**TO DO**: Print every item below word for word, keeping each line and character unchanged.

***** RECORD LIST *****

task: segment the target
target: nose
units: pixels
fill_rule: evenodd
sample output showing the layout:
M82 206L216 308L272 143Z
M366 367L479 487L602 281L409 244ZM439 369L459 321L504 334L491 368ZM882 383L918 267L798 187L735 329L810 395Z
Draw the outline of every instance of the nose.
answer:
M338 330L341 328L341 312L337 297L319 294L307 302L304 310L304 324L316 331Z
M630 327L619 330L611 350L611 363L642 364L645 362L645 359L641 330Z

*****

**THE SOLUTION**:
task: segment the target
target: nose
units: pixels
fill_rule: evenodd
sample output showing the layout:
M82 206L216 308L272 143Z
M366 367L479 487L602 281L409 244ZM439 369L459 321L504 334L491 368ZM882 383L918 267L798 187L735 329L810 395Z
Draw the outline of every instance of the nose.
answer:
M338 330L341 328L341 312L337 297L319 294L307 302L304 310L304 324L316 331Z
M630 327L619 330L611 350L611 363L642 364L645 362L645 359L641 330Z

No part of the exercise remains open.